#### Your instructions
Pick out and copy every line in the entries below that contains the string "pants". Matching is case-sensitive.

#### Supplied records
++++++++++
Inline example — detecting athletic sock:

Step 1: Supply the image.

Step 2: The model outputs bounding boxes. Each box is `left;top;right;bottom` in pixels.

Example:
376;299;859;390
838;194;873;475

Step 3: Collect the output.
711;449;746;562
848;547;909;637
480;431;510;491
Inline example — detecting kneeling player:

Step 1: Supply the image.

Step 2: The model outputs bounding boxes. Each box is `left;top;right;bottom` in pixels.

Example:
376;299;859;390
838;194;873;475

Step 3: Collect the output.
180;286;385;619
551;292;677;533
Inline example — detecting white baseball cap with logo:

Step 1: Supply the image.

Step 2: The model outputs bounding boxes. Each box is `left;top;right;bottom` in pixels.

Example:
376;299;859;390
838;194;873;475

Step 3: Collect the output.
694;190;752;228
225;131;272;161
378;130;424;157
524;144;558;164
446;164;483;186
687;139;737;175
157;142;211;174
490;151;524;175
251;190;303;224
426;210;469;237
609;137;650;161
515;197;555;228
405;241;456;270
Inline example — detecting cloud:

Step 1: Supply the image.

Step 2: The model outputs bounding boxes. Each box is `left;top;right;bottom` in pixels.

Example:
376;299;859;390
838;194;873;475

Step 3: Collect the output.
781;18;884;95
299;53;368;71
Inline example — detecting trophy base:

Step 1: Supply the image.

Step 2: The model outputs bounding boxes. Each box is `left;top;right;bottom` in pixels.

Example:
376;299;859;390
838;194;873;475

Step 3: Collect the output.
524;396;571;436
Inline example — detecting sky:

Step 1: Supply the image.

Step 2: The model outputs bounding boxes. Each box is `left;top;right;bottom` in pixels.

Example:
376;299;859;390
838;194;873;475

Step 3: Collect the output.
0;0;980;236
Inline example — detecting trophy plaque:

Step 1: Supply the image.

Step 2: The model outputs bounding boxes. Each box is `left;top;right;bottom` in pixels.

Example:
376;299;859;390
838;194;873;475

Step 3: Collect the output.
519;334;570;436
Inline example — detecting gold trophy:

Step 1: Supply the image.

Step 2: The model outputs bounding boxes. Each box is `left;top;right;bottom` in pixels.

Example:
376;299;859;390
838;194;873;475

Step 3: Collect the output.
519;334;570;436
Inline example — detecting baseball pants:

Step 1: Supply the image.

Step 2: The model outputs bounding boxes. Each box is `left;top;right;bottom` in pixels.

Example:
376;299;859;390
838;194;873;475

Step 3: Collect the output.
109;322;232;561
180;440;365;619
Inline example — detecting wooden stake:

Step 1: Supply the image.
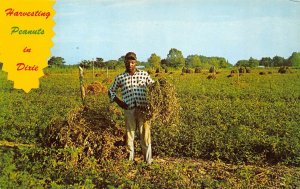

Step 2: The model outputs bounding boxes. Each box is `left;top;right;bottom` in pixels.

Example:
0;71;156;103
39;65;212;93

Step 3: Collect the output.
78;66;85;106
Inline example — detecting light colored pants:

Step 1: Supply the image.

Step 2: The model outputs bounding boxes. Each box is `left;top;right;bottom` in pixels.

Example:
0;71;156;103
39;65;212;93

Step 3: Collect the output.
124;108;152;163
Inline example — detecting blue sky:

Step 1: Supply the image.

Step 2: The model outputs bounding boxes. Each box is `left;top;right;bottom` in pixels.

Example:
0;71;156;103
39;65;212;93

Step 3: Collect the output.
51;0;300;64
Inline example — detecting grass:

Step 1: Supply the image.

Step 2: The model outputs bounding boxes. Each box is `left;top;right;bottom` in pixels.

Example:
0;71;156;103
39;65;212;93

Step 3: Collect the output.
0;69;300;188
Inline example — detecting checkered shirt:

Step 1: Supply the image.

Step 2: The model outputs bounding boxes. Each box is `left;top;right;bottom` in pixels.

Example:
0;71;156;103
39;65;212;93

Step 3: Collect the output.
109;70;154;109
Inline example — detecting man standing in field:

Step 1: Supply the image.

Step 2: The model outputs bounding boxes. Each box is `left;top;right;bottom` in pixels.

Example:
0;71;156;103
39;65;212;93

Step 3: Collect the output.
108;52;153;164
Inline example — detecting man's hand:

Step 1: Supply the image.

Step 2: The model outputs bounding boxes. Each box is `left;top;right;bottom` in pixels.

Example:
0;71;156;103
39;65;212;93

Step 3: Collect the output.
114;97;128;110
++++++++++
#### Written response
Inline example — detecting baseball pants:
Inline example — detecting light colored pants:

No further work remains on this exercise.